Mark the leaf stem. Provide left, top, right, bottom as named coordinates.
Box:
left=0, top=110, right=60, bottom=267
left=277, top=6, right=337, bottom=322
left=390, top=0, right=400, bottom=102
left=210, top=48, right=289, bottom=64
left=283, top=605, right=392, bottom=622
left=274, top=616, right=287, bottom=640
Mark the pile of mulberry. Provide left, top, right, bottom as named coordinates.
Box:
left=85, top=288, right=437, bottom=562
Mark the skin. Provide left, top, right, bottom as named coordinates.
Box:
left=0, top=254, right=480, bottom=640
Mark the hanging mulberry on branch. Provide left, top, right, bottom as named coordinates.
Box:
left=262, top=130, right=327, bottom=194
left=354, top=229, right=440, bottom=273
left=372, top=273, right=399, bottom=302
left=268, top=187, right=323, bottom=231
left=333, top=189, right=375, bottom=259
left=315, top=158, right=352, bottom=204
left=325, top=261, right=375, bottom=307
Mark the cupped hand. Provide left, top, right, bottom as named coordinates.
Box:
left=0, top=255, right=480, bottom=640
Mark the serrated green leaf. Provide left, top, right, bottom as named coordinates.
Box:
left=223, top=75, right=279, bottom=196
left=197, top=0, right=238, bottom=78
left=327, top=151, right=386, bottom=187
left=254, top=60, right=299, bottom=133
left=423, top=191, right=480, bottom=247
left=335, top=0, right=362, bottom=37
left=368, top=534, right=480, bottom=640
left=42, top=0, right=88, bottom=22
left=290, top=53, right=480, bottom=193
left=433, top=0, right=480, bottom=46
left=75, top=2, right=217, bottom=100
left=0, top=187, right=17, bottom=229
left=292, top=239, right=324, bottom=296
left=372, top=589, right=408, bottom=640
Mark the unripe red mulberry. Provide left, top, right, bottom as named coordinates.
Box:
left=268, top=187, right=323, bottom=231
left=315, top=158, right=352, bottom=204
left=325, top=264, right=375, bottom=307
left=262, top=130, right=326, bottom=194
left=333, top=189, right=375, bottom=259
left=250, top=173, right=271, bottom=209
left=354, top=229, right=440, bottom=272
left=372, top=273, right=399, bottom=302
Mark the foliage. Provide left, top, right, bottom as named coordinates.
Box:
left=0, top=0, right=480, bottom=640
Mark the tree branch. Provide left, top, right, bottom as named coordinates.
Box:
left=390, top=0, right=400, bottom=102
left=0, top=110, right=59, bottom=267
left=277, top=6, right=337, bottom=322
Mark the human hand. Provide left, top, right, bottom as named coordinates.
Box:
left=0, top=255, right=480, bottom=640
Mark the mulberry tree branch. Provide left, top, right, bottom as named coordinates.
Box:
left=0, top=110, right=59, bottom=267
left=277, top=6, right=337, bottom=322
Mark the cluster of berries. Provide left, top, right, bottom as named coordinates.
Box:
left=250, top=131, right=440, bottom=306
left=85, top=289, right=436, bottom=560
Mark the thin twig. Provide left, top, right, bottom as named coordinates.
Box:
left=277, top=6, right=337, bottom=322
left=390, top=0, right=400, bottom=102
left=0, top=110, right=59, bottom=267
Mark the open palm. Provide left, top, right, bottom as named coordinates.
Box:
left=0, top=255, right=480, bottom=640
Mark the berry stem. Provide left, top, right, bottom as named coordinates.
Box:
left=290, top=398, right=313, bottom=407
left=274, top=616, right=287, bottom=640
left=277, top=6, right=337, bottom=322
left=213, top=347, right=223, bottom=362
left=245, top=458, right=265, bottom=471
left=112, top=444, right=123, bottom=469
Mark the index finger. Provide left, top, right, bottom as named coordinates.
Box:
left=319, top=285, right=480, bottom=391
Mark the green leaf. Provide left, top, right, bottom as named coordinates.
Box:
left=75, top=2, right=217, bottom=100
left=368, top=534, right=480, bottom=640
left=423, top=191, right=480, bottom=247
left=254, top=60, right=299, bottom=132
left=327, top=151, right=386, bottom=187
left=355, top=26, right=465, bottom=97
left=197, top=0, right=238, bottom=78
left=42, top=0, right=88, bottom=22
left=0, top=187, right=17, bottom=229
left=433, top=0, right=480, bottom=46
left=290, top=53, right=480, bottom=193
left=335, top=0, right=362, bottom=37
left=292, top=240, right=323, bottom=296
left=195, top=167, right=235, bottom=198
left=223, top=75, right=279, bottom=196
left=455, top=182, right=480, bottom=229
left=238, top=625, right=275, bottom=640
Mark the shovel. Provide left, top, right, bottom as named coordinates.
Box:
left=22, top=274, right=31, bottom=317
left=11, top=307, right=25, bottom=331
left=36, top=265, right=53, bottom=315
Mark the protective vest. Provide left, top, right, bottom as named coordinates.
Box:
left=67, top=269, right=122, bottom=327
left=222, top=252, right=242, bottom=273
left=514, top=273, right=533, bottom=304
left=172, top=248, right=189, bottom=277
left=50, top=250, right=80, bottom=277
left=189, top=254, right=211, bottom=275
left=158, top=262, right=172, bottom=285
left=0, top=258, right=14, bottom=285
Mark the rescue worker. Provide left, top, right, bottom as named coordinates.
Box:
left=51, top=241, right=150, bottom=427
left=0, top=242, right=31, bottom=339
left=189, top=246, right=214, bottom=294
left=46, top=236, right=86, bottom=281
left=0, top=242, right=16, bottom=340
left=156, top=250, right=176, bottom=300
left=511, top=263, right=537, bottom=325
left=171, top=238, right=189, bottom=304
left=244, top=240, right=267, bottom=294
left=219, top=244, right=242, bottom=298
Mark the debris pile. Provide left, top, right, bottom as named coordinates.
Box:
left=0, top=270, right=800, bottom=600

# [Task directions]
Copy every line of the listing above word for word, from the first line to the last.

# [Expected answer]
Mark the leaf stem. Provide left, top, right, bottom as named coordinates.
Box:
left=0, top=110, right=60, bottom=267
left=277, top=6, right=337, bottom=322
left=390, top=0, right=400, bottom=102
left=210, top=48, right=289, bottom=64
left=283, top=605, right=392, bottom=622
left=274, top=616, right=287, bottom=640
Mark the pile of mulberry. Provide left, top, right, bottom as named coordinates.
Box:
left=85, top=288, right=437, bottom=562
Mark the skin. Provide left, top, right, bottom as named coordinates.
Box:
left=0, top=254, right=480, bottom=640
Mark the hanging mulberry on branch. Provide left, top, right, bottom as named coordinates.
Box:
left=262, top=130, right=327, bottom=194
left=354, top=229, right=440, bottom=273
left=372, top=273, right=399, bottom=302
left=268, top=187, right=323, bottom=231
left=333, top=189, right=375, bottom=259
left=315, top=158, right=352, bottom=204
left=325, top=261, right=375, bottom=307
Mark the cupped hand. Provide left, top, right, bottom as named coordinates.
Box:
left=0, top=255, right=480, bottom=640
Mark the serrated green leaf. Provide left, top, right, bottom as named coordinates.
Box:
left=223, top=75, right=279, bottom=196
left=197, top=0, right=238, bottom=78
left=327, top=151, right=386, bottom=187
left=254, top=60, right=299, bottom=133
left=423, top=191, right=480, bottom=247
left=335, top=0, right=362, bottom=37
left=368, top=534, right=480, bottom=640
left=42, top=0, right=88, bottom=22
left=290, top=53, right=480, bottom=193
left=433, top=0, right=480, bottom=46
left=75, top=2, right=217, bottom=100
left=0, top=187, right=17, bottom=229
left=292, top=239, right=324, bottom=296
left=372, top=589, right=408, bottom=640
Mark the unripe red mulberry. Provide left, top, right, bottom as named coordinates.
Box:
left=268, top=187, right=323, bottom=231
left=315, top=158, right=352, bottom=204
left=325, top=264, right=375, bottom=307
left=262, top=130, right=326, bottom=194
left=333, top=189, right=375, bottom=259
left=250, top=173, right=271, bottom=209
left=354, top=229, right=440, bottom=272
left=372, top=273, right=399, bottom=302
Mark the foliage. Provide left, top, right, bottom as named coordinates.
Box:
left=0, top=0, right=480, bottom=640
Mark the tree branch. Provide left, top, right, bottom as named coordinates.
Box:
left=390, top=0, right=400, bottom=102
left=0, top=110, right=59, bottom=267
left=277, top=6, right=337, bottom=322
Mark the human hand. Provide left, top, right, bottom as named coordinates.
Box:
left=0, top=255, right=480, bottom=640
Mark the mulberry tree branch. Provide left, top, right, bottom as named coordinates.
Box:
left=0, top=110, right=59, bottom=267
left=277, top=6, right=337, bottom=322
Mark the cluster of berries. Provide left, top, right, bottom as named coordinates.
Box:
left=250, top=131, right=440, bottom=306
left=85, top=289, right=436, bottom=560
Mark the thin twig. Provide left, top, right, bottom as named coordinates.
Box:
left=277, top=6, right=337, bottom=322
left=390, top=0, right=400, bottom=102
left=0, top=110, right=59, bottom=267
Mark the open palm. Provide left, top, right, bottom as named coordinates.
Box:
left=0, top=255, right=480, bottom=640
Mark the berry stem. Provide left, top, right, bottom as named coordinates.
Box:
left=290, top=398, right=313, bottom=407
left=274, top=616, right=287, bottom=640
left=277, top=6, right=337, bottom=322
left=213, top=347, right=223, bottom=362
left=245, top=458, right=265, bottom=471
left=112, top=444, right=123, bottom=469
Mark the index finger. Provide left, top, right, bottom as named coordinates.
Box:
left=319, top=285, right=480, bottom=391
Mark the green leaf. Provide left, top, right, bottom as named coordinates.
Box:
left=75, top=2, right=217, bottom=100
left=368, top=534, right=480, bottom=640
left=423, top=191, right=480, bottom=247
left=254, top=60, right=299, bottom=132
left=327, top=151, right=386, bottom=187
left=355, top=26, right=465, bottom=97
left=197, top=0, right=238, bottom=78
left=42, top=0, right=88, bottom=22
left=0, top=187, right=17, bottom=229
left=433, top=0, right=480, bottom=46
left=290, top=53, right=480, bottom=193
left=335, top=0, right=362, bottom=37
left=292, top=240, right=323, bottom=296
left=195, top=167, right=235, bottom=198
left=223, top=75, right=279, bottom=196
left=455, top=182, right=480, bottom=229
left=238, top=625, right=275, bottom=640
Mark the shovel. Provide left, top, right, bottom as named coordinates.
Box:
left=22, top=274, right=31, bottom=317
left=11, top=307, right=25, bottom=331
left=36, top=265, right=53, bottom=315
Mark the protective vest. Provide left, top, right, bottom as named coordinates.
Box:
left=67, top=269, right=122, bottom=327
left=222, top=252, right=242, bottom=273
left=514, top=273, right=533, bottom=304
left=172, top=248, right=189, bottom=277
left=50, top=250, right=80, bottom=277
left=189, top=254, right=211, bottom=275
left=158, top=262, right=172, bottom=285
left=0, top=258, right=14, bottom=285
Mark the rescue worker. Provide left, top, right, bottom as named coordinates.
Box:
left=51, top=241, right=150, bottom=427
left=0, top=242, right=31, bottom=339
left=189, top=246, right=214, bottom=294
left=46, top=236, right=86, bottom=281
left=0, top=242, right=16, bottom=340
left=156, top=250, right=176, bottom=300
left=511, top=263, right=537, bottom=325
left=171, top=238, right=189, bottom=304
left=244, top=240, right=267, bottom=294
left=219, top=244, right=242, bottom=298
Mark the debris pile. Provide left, top, right, bottom as named coordinates.
Box:
left=0, top=270, right=800, bottom=600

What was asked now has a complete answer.